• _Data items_
%%
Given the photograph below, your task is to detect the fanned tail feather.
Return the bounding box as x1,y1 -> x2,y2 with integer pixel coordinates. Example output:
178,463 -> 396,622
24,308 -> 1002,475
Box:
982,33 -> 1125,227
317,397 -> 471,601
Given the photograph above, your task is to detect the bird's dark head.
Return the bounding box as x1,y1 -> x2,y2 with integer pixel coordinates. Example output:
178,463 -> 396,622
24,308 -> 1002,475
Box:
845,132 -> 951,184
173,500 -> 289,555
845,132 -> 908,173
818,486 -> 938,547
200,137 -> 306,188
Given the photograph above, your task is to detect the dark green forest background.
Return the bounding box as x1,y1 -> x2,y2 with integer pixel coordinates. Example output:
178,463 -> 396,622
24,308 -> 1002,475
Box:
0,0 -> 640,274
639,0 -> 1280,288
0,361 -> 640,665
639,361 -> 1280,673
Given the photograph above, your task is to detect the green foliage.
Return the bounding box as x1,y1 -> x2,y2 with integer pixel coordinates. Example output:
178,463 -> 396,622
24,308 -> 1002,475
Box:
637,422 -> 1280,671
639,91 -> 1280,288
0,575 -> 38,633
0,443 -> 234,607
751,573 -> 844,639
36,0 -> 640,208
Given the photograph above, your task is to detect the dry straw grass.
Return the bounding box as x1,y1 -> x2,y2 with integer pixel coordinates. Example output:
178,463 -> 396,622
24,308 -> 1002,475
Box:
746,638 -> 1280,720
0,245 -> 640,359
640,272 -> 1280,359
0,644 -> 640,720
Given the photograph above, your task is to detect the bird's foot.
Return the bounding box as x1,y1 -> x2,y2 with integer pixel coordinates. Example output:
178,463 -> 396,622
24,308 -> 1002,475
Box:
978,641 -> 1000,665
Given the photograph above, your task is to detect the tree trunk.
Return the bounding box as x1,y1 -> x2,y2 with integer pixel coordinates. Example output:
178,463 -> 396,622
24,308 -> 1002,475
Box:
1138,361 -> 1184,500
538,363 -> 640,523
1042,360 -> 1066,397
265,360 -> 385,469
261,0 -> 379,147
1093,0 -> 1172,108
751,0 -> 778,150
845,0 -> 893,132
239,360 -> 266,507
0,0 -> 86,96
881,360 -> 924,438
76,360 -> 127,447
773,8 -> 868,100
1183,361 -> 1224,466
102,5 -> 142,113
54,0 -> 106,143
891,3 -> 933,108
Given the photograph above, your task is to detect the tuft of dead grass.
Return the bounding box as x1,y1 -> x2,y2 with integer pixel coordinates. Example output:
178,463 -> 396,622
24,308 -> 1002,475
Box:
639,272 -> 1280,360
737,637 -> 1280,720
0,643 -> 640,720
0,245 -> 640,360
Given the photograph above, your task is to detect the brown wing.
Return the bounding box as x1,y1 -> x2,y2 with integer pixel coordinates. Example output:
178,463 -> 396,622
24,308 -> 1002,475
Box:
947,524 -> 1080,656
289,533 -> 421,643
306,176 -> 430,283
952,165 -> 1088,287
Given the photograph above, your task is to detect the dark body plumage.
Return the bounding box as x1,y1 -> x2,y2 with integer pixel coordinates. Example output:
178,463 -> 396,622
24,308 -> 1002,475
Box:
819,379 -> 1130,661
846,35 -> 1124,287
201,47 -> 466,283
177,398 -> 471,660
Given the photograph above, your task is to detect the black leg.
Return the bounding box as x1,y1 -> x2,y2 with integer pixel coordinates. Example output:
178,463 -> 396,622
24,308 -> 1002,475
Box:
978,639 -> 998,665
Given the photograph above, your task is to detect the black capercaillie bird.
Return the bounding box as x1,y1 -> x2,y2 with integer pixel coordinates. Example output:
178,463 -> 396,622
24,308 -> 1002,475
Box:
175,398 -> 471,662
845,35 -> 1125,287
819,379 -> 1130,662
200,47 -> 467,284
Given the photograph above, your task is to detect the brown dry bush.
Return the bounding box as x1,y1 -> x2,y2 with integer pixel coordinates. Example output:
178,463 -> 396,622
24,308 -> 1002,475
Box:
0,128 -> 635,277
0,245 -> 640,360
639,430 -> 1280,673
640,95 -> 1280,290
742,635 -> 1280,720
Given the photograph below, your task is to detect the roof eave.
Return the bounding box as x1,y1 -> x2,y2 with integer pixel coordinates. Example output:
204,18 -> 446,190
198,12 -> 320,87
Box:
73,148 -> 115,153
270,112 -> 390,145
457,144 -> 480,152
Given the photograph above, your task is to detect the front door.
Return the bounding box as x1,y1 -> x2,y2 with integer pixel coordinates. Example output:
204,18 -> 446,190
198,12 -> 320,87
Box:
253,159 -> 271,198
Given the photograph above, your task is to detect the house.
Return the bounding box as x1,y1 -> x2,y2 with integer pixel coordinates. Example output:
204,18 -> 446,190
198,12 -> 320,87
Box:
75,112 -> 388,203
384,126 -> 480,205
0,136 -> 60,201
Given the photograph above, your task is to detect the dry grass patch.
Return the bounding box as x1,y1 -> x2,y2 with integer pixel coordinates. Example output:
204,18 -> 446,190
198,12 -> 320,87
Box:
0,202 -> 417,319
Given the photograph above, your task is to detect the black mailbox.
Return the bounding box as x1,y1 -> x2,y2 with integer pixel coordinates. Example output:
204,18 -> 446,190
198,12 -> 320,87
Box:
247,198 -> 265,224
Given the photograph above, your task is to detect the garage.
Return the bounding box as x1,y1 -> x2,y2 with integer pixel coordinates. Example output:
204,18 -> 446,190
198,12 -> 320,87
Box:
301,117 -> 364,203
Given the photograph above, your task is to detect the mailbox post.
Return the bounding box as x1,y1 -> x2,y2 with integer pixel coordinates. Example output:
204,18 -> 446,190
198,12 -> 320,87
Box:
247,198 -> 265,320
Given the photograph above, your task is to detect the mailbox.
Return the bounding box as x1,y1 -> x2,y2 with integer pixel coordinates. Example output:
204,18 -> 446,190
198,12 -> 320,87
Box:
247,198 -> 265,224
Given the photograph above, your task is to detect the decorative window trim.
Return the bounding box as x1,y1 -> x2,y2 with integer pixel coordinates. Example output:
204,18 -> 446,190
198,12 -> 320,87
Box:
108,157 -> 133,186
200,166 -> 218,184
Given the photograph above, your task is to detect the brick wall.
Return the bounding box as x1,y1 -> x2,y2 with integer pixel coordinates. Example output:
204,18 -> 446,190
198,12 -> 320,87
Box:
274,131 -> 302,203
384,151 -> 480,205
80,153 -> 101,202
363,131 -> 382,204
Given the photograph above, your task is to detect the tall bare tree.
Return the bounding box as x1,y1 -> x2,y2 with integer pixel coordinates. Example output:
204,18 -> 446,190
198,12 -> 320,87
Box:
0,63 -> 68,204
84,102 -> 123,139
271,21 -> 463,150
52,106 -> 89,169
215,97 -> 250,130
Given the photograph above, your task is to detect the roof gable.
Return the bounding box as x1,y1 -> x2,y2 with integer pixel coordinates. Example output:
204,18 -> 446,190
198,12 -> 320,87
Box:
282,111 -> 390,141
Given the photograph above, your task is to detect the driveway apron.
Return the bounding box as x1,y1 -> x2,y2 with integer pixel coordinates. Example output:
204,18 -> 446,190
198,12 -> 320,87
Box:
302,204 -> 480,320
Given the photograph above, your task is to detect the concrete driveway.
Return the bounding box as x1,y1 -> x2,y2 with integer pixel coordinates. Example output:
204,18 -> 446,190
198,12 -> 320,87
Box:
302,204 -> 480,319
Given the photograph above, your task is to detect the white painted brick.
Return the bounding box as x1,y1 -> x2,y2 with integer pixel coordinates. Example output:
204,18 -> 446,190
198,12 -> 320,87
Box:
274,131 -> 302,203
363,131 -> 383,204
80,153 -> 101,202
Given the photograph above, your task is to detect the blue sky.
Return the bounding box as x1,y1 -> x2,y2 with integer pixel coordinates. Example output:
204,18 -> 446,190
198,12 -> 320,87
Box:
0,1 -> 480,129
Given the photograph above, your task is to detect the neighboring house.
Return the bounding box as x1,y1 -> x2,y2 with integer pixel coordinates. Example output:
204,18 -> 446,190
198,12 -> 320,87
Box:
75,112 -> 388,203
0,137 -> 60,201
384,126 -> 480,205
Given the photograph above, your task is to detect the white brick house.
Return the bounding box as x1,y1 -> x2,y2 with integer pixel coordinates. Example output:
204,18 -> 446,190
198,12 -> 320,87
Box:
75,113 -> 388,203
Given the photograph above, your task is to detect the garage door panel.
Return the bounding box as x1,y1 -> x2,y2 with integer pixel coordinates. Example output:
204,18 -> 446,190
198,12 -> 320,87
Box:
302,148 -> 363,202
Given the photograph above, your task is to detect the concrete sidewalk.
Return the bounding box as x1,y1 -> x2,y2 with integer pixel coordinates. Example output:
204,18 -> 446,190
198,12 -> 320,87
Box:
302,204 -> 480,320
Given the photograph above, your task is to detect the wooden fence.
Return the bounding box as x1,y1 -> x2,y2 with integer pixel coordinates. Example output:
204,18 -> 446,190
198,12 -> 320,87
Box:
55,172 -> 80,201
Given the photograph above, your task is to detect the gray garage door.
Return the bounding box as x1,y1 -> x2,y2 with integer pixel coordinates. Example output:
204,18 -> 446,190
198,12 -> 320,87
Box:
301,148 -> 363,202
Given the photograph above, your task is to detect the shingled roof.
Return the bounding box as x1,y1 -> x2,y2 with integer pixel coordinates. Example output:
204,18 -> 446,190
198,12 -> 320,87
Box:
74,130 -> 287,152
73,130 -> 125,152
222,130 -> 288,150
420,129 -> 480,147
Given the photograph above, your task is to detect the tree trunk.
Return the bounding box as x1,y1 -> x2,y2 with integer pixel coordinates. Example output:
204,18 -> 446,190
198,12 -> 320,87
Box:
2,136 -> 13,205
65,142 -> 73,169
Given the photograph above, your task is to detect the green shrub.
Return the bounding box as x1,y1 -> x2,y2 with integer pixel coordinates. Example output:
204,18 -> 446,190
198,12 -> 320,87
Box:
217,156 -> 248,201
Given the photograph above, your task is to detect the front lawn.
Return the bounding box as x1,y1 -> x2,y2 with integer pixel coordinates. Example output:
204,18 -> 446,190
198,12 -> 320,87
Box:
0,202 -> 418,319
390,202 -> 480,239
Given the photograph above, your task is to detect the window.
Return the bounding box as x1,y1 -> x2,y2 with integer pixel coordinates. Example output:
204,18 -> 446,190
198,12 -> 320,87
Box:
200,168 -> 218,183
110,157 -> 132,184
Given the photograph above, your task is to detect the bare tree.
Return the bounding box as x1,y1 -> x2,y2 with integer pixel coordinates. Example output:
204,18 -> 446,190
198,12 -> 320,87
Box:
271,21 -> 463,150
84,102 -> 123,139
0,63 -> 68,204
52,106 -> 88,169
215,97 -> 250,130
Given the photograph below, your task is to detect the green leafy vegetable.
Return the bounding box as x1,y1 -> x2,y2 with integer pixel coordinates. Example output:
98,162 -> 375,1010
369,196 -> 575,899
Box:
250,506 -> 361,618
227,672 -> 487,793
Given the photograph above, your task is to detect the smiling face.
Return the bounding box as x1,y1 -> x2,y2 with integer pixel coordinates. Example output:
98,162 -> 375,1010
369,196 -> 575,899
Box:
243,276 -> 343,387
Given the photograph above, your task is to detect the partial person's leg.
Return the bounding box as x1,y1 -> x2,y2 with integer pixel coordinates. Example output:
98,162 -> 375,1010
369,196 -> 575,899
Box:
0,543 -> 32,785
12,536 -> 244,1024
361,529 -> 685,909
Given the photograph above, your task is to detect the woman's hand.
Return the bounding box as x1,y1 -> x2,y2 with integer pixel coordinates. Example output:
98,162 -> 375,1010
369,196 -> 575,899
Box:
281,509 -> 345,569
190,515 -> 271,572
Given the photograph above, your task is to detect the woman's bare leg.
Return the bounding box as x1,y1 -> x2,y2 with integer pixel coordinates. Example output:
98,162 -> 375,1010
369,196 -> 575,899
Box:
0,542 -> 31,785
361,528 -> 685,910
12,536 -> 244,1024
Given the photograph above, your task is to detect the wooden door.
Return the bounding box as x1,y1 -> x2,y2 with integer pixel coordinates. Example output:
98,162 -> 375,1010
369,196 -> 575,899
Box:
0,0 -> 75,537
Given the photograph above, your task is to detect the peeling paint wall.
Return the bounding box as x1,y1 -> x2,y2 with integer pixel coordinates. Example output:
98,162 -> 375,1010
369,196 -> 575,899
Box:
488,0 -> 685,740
%%
• _Task prompt_
Please rewrite the entries from the line with "the wooden fence." to the line with "55,172 -> 80,201", both included, keeping the request text and its sample outputs unchanged. Multiply each answer box coordinate by 0.25, rounding to the nearest whole number with halves rounded up.

• _Result_
Given the photograph above, your task is to detect the wooden fence.
Return the bounding box as x1,y1 -> x2,y2 with integer pixel coordinates. Example output:
204,18 -> 446,190
198,12 -> 320,87
Box:
14,43 -> 20,50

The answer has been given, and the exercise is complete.